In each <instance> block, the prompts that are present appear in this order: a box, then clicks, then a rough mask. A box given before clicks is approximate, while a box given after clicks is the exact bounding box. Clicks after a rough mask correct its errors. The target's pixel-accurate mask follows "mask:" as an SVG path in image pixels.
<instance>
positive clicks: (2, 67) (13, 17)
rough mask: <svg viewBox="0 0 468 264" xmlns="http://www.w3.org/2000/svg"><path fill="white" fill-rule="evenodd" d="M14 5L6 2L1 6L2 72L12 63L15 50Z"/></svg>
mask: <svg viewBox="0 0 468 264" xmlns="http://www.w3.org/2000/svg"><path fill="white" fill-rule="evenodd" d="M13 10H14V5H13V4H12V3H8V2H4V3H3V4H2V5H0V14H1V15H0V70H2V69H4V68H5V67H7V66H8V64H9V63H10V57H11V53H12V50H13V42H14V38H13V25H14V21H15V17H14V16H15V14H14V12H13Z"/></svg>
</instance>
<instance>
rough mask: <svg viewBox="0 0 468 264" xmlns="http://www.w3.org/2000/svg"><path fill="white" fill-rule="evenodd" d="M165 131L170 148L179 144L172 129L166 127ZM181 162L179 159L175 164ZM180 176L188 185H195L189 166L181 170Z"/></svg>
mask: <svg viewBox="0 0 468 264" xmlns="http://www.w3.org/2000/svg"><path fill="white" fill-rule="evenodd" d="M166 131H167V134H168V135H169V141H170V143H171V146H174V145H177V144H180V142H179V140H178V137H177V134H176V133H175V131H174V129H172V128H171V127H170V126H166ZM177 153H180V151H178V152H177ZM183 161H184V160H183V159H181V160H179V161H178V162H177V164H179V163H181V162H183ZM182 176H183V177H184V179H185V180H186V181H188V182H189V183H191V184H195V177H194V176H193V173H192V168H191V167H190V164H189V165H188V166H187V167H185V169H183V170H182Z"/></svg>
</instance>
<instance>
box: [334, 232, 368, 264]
□ □ □ □ □ □ □
• _Activity_:
Reproduce every record that appears above, keeping the wording exact.

• _The completed task_:
In each <instance> block, the prompts that are present appear in this order: a box, then clicks, then a rough mask. A box given before clicks is approximate, while a box given after clicks is the exact bounding box. Clicks after a rough mask correct its errors. The target's pixel-accurate mask follows "mask:" as an SVG path in image pixels.
<instance>
positive clicks: (2, 67) (13, 17)
rough mask: <svg viewBox="0 0 468 264" xmlns="http://www.w3.org/2000/svg"><path fill="white" fill-rule="evenodd" d="M14 5L6 2L1 6L2 72L12 63L15 50Z"/></svg>
mask: <svg viewBox="0 0 468 264" xmlns="http://www.w3.org/2000/svg"><path fill="white" fill-rule="evenodd" d="M13 10H14V5H13V4H12V3H8V2H4V3H3V4H2V5H0V14H1V15H0V70H2V69H4V68H5V67H7V66H8V64H9V63H10V57H11V53H12V50H13V42H14V38H13V25H14V21H15V17H14V16H15V14H14V12H13Z"/></svg>
</instance>
<instance>
rough mask: <svg viewBox="0 0 468 264" xmlns="http://www.w3.org/2000/svg"><path fill="white" fill-rule="evenodd" d="M165 131L170 148L179 144L172 129L166 127ZM181 162L179 159L175 164ZM180 176L188 185H195L189 166L181 170Z"/></svg>
mask: <svg viewBox="0 0 468 264" xmlns="http://www.w3.org/2000/svg"><path fill="white" fill-rule="evenodd" d="M166 131H167V134H168V135H169V141H170V143H171V146H174V145H177V144H180V142H179V140H178V137H177V134H176V133H175V131H174V129H172V128H171V127H170V126H166ZM177 153H180V151H178V152H177ZM183 161H184V160H183V159H181V160H179V161H178V162H177V164H179V163H181V162H183ZM182 176H183V177H184V179H185V180H186V181H188V182H189V183H191V184H195V177H194V176H193V173H192V168H191V167H190V164H189V165H188V166H187V167H185V169H183V170H182Z"/></svg>
</instance>
<instance>
box: [334, 232, 368, 264]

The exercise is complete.